-- Opening Marker --

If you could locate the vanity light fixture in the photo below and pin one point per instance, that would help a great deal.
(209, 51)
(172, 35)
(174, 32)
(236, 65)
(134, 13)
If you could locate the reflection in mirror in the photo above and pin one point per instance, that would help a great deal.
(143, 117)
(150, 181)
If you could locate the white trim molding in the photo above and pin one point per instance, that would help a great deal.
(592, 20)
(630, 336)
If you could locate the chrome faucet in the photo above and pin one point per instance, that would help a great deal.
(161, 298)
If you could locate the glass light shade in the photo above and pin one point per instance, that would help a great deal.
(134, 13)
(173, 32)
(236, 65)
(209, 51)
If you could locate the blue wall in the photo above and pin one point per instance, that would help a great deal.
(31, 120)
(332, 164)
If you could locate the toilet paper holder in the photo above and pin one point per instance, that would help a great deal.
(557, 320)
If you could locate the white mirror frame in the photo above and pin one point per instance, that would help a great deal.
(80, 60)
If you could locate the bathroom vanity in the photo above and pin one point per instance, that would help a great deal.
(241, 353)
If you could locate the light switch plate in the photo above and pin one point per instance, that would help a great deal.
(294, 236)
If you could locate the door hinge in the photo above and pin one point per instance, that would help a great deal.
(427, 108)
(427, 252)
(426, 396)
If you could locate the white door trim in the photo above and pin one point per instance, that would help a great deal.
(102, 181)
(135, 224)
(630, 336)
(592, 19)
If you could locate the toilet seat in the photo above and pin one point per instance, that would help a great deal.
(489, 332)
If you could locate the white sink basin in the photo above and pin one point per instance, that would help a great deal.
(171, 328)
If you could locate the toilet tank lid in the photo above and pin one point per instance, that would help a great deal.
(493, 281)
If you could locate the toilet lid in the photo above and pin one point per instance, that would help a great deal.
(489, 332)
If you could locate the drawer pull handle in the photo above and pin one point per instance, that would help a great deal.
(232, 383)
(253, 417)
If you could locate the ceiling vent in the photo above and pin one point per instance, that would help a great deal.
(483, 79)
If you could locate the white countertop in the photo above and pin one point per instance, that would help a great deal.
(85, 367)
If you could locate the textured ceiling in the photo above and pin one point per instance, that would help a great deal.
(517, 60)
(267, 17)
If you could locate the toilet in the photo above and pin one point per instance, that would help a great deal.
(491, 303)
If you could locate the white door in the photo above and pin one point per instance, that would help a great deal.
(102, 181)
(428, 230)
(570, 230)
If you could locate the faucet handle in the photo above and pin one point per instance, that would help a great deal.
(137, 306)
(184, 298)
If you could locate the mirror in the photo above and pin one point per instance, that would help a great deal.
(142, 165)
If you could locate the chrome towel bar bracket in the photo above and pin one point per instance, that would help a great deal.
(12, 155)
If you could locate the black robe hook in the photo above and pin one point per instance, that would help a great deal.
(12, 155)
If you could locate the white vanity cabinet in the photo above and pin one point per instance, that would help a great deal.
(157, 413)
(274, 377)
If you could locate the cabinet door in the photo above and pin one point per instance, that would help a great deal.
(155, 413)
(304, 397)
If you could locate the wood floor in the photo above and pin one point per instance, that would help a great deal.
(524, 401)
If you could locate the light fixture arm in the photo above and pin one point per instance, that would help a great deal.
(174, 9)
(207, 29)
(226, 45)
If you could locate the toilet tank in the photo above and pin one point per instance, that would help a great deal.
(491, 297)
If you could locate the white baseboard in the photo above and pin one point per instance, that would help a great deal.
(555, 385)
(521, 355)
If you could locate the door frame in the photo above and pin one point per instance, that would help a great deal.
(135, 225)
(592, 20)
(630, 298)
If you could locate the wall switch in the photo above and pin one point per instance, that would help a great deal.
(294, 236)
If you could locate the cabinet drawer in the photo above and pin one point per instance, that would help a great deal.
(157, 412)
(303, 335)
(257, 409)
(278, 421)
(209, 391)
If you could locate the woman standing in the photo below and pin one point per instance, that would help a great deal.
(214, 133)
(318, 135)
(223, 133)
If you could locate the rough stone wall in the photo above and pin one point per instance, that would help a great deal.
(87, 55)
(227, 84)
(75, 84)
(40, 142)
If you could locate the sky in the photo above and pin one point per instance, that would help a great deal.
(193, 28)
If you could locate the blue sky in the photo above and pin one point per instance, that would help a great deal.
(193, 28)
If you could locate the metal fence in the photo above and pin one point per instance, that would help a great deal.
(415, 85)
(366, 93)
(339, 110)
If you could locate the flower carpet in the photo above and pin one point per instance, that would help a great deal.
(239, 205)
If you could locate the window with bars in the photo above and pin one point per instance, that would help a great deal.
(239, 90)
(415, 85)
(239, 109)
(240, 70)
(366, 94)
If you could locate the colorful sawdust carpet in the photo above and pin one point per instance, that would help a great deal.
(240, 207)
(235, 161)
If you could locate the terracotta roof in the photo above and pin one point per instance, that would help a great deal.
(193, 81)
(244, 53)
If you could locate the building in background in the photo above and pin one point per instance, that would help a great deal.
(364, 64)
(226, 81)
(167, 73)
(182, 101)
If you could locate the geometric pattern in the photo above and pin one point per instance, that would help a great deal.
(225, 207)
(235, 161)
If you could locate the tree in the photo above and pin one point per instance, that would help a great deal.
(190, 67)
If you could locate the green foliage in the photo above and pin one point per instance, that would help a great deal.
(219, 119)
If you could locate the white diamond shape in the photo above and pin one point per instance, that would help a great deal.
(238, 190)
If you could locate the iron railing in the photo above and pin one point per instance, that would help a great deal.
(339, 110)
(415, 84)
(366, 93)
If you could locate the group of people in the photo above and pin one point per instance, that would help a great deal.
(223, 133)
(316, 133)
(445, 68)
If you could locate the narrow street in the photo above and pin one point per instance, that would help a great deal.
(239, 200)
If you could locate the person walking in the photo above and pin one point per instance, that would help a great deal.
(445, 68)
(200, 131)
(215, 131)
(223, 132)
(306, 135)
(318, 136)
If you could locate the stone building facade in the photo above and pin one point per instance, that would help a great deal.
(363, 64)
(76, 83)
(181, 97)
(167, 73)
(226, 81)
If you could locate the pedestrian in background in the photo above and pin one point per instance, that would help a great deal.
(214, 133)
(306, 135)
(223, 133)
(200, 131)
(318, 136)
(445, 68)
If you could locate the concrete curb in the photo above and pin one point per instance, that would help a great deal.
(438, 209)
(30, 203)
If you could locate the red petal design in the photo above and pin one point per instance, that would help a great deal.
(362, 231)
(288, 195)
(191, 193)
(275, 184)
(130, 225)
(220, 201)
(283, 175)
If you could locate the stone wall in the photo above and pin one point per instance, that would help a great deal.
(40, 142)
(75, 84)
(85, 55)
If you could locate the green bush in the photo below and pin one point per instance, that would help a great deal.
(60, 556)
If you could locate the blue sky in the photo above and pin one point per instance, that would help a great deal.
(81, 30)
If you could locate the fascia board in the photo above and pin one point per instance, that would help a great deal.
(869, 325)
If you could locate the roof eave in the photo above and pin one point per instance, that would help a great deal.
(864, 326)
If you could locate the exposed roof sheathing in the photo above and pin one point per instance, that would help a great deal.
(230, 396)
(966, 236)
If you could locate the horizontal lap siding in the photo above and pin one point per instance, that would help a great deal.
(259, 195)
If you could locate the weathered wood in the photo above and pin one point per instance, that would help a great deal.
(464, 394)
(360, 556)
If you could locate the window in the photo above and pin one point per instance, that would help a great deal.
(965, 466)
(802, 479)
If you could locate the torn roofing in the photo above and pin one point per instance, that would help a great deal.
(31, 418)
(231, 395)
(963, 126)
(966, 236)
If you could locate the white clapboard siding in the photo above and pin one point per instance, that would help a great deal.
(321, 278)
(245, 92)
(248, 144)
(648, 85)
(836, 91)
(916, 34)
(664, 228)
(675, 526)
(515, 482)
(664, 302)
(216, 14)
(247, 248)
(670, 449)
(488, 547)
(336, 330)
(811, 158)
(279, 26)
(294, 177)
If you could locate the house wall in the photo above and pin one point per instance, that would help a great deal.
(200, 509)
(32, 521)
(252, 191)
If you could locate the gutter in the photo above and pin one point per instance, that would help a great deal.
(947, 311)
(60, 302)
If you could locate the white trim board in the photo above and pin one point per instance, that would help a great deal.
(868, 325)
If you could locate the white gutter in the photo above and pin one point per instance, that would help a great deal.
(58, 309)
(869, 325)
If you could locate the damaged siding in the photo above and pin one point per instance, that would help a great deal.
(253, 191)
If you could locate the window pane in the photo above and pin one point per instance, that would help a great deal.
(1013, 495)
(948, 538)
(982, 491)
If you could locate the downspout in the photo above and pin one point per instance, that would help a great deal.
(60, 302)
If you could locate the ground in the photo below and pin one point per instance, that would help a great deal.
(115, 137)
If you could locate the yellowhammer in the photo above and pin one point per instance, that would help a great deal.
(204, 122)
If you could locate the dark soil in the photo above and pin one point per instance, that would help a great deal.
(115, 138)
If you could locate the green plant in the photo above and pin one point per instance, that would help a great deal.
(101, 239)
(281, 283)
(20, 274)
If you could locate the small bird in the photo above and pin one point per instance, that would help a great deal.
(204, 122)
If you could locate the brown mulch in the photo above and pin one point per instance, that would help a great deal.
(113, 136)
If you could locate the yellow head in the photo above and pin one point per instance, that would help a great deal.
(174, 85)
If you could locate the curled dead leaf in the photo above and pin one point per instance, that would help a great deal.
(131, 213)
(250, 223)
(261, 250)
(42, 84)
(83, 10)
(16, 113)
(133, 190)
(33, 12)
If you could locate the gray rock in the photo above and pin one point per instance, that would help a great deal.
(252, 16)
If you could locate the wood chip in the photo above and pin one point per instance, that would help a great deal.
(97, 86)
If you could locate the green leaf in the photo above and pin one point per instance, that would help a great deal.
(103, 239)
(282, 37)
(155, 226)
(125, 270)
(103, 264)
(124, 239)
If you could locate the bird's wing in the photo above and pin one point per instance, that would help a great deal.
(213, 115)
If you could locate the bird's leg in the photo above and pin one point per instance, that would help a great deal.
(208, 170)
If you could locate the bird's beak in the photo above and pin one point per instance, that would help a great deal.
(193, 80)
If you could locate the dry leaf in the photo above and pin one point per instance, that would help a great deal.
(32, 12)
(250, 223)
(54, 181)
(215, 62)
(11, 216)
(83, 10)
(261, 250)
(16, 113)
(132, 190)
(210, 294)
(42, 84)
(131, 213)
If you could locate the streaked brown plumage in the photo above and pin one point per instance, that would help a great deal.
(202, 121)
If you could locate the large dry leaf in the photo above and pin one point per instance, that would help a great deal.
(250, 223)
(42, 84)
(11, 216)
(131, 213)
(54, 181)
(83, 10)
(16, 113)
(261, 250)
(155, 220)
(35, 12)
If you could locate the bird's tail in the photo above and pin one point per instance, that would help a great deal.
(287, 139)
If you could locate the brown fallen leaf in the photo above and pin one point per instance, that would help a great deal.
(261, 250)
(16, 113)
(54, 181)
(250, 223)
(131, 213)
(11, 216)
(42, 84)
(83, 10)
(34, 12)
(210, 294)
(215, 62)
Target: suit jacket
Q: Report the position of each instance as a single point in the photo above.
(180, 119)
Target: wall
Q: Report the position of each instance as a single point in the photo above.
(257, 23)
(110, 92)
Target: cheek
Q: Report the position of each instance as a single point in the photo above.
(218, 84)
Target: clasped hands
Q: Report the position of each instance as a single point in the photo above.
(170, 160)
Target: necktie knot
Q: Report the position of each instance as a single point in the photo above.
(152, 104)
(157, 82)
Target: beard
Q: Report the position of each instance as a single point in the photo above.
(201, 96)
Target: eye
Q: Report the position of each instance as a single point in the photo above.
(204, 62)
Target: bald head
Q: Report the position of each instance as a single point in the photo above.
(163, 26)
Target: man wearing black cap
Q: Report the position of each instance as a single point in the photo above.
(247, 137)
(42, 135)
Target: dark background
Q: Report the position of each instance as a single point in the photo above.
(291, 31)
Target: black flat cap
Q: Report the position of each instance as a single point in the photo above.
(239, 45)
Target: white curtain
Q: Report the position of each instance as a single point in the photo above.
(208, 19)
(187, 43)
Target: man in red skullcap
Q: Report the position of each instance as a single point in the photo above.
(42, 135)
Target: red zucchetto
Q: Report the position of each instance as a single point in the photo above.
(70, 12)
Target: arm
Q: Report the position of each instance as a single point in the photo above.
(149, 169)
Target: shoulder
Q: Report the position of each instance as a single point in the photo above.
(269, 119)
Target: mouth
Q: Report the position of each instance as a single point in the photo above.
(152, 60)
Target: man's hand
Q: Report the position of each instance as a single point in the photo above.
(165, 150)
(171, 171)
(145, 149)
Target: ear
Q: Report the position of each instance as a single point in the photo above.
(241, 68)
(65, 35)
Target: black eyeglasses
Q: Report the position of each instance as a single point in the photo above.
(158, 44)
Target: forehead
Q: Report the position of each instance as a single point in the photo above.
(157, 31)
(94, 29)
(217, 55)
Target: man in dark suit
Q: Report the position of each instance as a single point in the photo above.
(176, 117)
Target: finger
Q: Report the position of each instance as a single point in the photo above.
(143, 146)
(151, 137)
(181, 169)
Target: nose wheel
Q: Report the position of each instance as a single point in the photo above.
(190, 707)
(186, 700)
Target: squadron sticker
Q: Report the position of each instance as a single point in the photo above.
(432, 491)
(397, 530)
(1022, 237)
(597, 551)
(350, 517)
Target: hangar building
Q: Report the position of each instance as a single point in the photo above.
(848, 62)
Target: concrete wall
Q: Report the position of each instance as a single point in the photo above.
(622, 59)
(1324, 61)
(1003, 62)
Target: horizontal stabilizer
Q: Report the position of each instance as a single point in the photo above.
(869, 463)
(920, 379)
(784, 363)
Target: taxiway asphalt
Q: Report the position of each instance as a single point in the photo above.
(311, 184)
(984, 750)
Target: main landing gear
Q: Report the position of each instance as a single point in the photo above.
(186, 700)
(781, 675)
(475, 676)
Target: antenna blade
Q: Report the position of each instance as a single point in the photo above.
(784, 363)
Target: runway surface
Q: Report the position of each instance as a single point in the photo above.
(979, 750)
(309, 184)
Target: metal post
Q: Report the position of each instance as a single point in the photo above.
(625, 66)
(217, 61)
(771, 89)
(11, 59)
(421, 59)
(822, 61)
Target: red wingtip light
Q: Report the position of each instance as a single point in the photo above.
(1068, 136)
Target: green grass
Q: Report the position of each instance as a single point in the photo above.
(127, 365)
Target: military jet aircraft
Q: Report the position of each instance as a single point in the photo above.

-- Closing Marker --

▶ [WHAT YOU SHOULD DO]: Output should match, line for line, the stretch of the material above from the line holding "If you could locate the bird's tail" through the line holding "Target: necktie knot".

▶ [RESULT OF THE TASK]:
If you could locate the bird's tail in the photo above and pin one point per instance, that would help a great deal.
(287, 139)
If you could locate the brown fallen leaf in the photo above and pin one point per instance, that would help a great deal.
(261, 250)
(16, 113)
(54, 181)
(250, 223)
(131, 213)
(11, 216)
(42, 84)
(83, 10)
(34, 12)
(210, 294)
(215, 62)
Target: suit jacket
Q: Report the position of each instance as a single point in the photo above.
(180, 119)
Target: wall
Q: Report the position of each instance as a single point in the photo above.
(257, 23)
(110, 92)
Target: cheek
Q: Report the position of each instance as a single point in the photo above.
(218, 84)
Target: clasped hands
Q: Report the position of each instance as a single point in the photo above.
(170, 160)
Target: necktie knot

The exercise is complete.